## JOB
Rewrite the data from the line containing "Check that each instance of the santa" through the end, replacing "santa claus" with "father christmas" and leaving everything else unchanged.

## THE DATA
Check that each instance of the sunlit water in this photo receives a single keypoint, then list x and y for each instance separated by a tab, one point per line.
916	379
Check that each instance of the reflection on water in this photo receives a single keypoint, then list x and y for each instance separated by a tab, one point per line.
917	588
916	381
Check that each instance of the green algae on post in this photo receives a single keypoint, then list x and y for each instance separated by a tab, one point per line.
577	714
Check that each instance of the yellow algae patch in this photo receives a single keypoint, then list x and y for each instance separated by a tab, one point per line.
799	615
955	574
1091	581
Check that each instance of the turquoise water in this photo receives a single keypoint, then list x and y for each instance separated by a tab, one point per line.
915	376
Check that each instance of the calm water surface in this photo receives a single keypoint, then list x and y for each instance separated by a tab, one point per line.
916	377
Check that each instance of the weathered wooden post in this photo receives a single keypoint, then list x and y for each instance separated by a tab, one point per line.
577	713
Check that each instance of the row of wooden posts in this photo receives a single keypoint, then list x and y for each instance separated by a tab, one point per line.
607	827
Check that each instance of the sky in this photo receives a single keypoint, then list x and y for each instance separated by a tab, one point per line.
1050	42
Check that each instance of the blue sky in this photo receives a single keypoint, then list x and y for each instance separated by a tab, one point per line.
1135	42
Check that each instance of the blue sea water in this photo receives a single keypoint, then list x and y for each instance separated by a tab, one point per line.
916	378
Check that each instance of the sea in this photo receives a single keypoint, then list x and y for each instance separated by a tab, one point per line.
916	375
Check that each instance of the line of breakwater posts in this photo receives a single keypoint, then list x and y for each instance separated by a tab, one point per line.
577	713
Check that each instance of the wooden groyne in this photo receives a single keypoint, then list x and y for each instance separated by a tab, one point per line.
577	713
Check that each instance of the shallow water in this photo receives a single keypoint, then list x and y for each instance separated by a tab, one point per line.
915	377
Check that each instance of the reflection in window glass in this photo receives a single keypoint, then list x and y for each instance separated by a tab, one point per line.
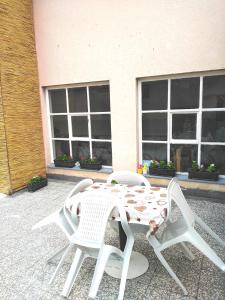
152	151
214	91
80	150
213	126
100	126
99	98
103	152
212	154
184	126
185	93
154	95
183	155
78	99
154	126
60	127
57	101
60	148
80	126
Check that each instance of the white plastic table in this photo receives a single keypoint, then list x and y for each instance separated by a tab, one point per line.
144	206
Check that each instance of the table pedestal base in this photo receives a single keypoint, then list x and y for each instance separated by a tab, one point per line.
138	266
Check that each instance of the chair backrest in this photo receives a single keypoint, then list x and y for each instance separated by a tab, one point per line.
128	177
79	187
95	208
175	194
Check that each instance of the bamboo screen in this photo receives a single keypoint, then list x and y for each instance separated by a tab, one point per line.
21	112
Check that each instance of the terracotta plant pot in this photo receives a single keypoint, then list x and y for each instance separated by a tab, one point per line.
64	163
204	175
36	186
96	166
162	172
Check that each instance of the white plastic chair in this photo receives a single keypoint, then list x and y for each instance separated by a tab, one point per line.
95	209
63	218
128	177
181	231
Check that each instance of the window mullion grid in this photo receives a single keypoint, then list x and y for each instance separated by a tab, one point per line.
89	122
140	122
199	120
50	125
168	121
69	123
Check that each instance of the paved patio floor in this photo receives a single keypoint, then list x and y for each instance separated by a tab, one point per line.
24	273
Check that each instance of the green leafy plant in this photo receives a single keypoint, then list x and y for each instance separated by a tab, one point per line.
114	181
194	166
90	161
154	164
36	179
171	165
162	164
212	168
63	157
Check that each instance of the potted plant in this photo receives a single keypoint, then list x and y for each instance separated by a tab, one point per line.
91	164
36	183
64	161
209	173
162	168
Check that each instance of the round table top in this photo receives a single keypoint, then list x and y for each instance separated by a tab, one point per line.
145	205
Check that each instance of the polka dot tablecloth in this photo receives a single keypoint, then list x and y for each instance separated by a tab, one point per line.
143	205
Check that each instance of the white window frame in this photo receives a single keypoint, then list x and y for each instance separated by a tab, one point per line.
170	112
69	115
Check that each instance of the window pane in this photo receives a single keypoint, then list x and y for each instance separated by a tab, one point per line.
57	101
214	155
78	99
101	127
154	151
103	152
214	91
183	155
154	126
80	126
184	126
81	150
185	93
61	147
99	98
213	126
154	95
60	126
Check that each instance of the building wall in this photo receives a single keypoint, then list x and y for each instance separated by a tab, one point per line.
121	41
20	99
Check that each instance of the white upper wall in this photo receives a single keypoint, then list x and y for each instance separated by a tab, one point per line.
122	40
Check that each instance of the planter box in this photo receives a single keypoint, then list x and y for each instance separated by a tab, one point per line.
36	186
91	166
204	175
162	172
64	164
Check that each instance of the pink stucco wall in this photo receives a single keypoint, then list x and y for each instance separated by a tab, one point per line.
122	40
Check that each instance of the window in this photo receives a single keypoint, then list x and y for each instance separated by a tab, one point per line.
183	119
80	122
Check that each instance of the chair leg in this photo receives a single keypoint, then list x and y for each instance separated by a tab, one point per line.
99	270
187	251
57	253
170	271
73	272
124	274
209	231
203	247
60	263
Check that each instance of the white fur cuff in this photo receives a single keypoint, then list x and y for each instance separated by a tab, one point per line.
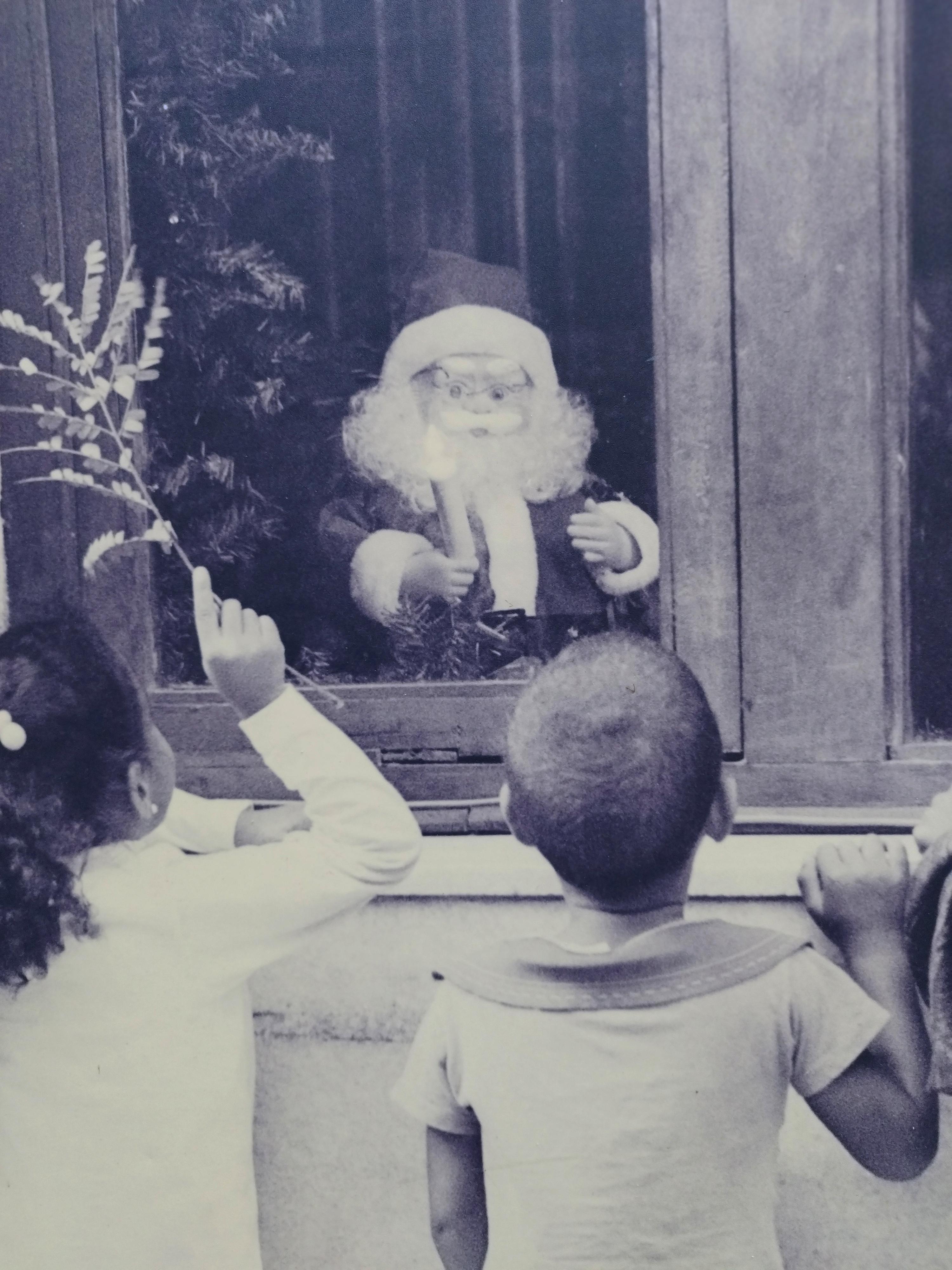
644	530
378	571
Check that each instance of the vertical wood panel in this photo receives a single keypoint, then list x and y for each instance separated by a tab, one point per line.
522	247
894	162
64	167
692	307
805	140
40	521
565	124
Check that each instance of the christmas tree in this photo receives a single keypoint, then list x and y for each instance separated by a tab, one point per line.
246	355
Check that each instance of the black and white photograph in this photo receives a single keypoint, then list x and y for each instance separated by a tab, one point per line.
475	634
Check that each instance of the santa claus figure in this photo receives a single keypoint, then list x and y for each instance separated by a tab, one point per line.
468	477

## RESPONSE
Check that each instance of the father christmas figure in this photo receives a single keypoint, then list x and y for each instance separated by a tab, one point per line.
468	477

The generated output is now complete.